*WHAT THIS TASK INVOLVES*
Keep only those lines of the records that include the string "correct".

*MATERIAL SHOWN*
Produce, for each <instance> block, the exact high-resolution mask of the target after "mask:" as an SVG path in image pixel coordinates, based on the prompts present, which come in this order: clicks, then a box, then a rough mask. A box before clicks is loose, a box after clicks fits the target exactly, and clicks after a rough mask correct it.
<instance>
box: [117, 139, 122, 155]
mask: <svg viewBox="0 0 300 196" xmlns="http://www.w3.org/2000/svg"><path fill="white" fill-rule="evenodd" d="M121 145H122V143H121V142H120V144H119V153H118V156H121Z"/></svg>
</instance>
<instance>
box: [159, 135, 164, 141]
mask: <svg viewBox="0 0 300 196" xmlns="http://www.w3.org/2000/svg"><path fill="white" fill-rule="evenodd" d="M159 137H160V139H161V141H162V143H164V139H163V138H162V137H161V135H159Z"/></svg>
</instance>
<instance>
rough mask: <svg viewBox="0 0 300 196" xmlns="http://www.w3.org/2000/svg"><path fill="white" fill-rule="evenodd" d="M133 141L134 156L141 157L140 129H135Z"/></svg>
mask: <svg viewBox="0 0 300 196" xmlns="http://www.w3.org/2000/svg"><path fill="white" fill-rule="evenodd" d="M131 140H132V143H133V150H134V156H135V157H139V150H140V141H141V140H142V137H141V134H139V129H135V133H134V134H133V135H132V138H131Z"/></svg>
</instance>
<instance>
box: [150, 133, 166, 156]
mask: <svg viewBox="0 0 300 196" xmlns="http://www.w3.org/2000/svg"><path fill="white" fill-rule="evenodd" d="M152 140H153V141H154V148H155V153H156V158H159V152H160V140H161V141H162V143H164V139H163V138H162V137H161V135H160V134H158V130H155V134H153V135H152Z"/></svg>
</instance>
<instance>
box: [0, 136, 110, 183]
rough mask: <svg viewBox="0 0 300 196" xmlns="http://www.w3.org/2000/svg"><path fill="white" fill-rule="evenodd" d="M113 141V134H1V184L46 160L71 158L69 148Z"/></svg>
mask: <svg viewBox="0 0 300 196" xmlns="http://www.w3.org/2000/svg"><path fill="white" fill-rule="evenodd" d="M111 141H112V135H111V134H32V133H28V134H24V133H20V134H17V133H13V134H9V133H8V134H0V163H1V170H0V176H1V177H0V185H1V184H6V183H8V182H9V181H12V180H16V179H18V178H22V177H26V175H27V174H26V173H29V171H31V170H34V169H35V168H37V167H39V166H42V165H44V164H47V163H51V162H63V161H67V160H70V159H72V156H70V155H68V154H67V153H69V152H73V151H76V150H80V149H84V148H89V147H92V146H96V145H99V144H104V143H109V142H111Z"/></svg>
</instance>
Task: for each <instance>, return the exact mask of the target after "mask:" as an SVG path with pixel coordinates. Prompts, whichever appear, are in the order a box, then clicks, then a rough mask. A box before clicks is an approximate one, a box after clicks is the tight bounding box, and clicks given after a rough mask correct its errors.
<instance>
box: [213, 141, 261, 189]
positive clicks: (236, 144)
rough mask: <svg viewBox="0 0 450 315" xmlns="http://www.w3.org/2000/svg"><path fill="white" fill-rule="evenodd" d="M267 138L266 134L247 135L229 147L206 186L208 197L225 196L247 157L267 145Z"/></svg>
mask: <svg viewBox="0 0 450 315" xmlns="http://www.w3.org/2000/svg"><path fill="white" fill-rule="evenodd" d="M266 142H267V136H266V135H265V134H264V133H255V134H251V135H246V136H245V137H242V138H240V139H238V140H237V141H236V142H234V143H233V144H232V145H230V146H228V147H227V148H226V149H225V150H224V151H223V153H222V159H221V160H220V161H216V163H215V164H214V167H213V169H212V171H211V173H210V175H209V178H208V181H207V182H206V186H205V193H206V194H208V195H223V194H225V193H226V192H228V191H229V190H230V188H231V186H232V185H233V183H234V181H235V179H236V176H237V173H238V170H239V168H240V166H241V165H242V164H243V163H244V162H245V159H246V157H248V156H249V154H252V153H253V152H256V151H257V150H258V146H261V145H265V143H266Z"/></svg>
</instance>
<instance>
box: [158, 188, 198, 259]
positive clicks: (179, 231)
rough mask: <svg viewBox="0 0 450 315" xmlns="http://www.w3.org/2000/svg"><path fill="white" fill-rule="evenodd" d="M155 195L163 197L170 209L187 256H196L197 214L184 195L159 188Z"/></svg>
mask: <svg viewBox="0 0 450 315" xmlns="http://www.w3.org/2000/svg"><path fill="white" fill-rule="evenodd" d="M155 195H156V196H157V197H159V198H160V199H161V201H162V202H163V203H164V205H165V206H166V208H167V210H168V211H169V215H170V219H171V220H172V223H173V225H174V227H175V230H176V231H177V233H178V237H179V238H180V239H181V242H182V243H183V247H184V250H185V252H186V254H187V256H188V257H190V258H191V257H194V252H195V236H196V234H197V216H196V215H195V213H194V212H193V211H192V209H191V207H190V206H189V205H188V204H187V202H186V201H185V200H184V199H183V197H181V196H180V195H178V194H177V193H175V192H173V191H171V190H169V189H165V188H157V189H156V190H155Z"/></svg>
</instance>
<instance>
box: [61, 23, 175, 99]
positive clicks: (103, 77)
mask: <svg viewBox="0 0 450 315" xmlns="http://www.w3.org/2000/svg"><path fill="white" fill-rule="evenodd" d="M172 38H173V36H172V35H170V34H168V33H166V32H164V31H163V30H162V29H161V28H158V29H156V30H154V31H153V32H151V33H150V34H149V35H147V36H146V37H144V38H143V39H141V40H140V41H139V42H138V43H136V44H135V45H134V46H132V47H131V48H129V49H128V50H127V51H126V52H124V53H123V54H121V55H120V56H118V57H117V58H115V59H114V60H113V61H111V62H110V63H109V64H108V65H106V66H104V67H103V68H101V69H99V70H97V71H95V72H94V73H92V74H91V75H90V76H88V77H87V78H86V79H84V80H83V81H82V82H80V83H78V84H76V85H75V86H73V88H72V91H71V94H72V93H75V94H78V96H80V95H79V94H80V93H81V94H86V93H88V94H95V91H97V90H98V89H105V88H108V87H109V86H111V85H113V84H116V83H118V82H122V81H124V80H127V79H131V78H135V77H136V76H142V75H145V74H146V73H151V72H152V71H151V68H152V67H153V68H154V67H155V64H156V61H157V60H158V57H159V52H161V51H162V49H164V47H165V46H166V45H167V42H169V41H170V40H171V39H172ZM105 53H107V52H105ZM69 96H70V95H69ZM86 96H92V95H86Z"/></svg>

*SOLUTION TO THIS PROBLEM*
Produce, for each <instance> block, the exact high-resolution mask of the target after "mask:" as an SVG path in image pixel coordinates, based on the prompts present, which come in this order: clicks, then a box, then a rough mask. A box before clicks is loose, a box after clicks fits the target exactly, and clicks after a rough mask correct it.
Task: for each <instance>, return the exact mask of the target after "mask:" as an SVG path with pixel coordinates. Prompts, whichever appear, are in the order a box, then clicks, then a rough mask. A box before clicks is an approximate one, a box after clicks is the tight bounding box, and clicks given after a rough mask correct its errors.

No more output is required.